--- Exercise text Enclosed Below ---
Are your kids rhubarb or corn?

I was scheduled to speak to a bunch of trainees at the Police College about parenting. That would normally be excellent except my lecture was preceded by one from Nigel Latta. He, of course, was brilliant and funny and I was afraid I would appear very dull by comparison. Nigel was finishing his talk and he said, “Your next lecture is on parenting. Don’t worry about it. It’s all down to genetics.” Thanks, Nigel. Great intro. Just what I needed to prime my confidence. But I have a sneaky suspicion there is quite a lot of truth to what he said.

For a long time I thought that parents shaped their children. I believed that we coached and mentored and disciplined them into the adults they eventually become. I now wonder how correct that is. I look at my three adult children – they are so totally different. (They are also totally wonderful, but that is a father’s opinion). I have a serious oldest son who wants to change the world, a brilliant daughter who loves business and science, and an artistic youngest who lives in a world of music and philosophy. If I was such a key factor in making them who they are, how did they end up so different from each other? If I was shaping them, did I have these shapes in mind? No. They just ‘turned out’ that way.
--- End of Enclosed Exercise text ---
--- Given data Enclosed Below ---
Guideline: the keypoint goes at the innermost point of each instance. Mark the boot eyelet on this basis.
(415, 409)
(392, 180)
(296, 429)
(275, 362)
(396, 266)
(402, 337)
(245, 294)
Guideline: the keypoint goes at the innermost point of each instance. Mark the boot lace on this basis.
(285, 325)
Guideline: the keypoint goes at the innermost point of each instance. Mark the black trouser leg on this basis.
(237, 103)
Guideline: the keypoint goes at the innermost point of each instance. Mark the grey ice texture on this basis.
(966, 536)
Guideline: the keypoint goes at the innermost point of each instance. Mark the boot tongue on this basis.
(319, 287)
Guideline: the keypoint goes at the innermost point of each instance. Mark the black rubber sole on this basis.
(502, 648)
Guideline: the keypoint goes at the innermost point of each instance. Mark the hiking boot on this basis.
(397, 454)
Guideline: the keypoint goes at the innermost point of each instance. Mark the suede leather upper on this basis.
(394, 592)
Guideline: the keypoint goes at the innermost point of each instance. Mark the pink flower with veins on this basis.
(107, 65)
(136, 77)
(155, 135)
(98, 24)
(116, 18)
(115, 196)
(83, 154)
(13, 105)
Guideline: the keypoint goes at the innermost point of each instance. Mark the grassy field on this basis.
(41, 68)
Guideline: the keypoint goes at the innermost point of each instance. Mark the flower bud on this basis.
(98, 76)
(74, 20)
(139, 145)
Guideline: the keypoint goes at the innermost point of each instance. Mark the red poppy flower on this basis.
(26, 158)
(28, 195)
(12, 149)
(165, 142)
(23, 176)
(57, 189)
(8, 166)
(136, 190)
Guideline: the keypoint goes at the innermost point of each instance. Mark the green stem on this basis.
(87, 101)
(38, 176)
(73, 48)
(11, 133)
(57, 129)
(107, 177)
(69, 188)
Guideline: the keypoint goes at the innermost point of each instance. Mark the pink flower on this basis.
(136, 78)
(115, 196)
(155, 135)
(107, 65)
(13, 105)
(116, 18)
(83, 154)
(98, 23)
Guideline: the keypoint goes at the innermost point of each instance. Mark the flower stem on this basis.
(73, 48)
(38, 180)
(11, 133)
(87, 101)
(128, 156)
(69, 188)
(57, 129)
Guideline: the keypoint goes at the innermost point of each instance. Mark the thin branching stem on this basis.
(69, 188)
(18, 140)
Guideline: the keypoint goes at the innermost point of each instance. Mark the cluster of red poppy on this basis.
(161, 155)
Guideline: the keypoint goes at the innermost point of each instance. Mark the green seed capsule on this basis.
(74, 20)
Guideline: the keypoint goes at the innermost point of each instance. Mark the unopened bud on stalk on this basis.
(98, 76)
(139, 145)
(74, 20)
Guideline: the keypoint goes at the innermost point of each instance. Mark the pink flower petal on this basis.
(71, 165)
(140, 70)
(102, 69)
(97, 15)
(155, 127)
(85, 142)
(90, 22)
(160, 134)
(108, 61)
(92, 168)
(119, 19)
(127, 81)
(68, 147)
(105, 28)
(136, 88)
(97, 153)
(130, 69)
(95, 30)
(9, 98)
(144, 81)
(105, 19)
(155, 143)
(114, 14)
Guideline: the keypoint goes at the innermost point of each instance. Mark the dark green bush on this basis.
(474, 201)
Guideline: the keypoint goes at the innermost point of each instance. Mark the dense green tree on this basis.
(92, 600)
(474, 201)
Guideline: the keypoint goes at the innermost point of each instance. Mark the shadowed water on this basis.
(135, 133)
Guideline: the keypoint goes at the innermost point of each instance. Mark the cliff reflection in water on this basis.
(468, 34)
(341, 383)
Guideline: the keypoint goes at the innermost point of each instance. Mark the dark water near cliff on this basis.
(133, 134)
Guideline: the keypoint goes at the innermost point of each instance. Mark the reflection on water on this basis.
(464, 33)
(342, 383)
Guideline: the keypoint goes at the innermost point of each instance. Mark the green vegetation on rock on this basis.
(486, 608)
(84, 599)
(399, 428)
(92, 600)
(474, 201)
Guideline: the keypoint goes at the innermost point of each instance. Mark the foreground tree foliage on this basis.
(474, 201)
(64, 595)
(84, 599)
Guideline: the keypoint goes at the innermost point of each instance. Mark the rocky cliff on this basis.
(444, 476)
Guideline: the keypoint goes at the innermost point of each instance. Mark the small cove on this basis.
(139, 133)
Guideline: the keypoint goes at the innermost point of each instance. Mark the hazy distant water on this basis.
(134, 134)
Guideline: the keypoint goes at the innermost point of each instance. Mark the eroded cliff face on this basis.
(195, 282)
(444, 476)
--- End of Enclosed Given data ---
## Exercises to complete
[a] Can you sum up the text on parenting in two sentences?
[b] Would you transcribe the stretch of the text on parenting from "I was scheduled" through "what he said."?
The entries were taken from a separate source.

## Solutions to the problems
[a] After Nigel Latta told police trainees that parenting is all down to genetics, the writer, who was to lecture on parenting next, suspects there is quite a lot of truth in that. The writer once believed that parents shape their children but now doubts it, because the writer's three adult children turned out totally different from one another.

[b]
I was scheduled to speak to a bunch of trainees at the Police College about parenting. That would normally be excellent except my lecture was preceded by one from Nigel Latta. He, of course, was brilliant and funny and I was afraid I would appear very dull by comparison. Nigel was finishing his talk and he said, “Your next lecture is on parenting. Don’t worry about it. It’s all down to genetics.” Thanks, Nigel. Great intro. Just what I needed to prime my confidence. But I have a sneaky suspicion there is quite a lot of truth to what he said.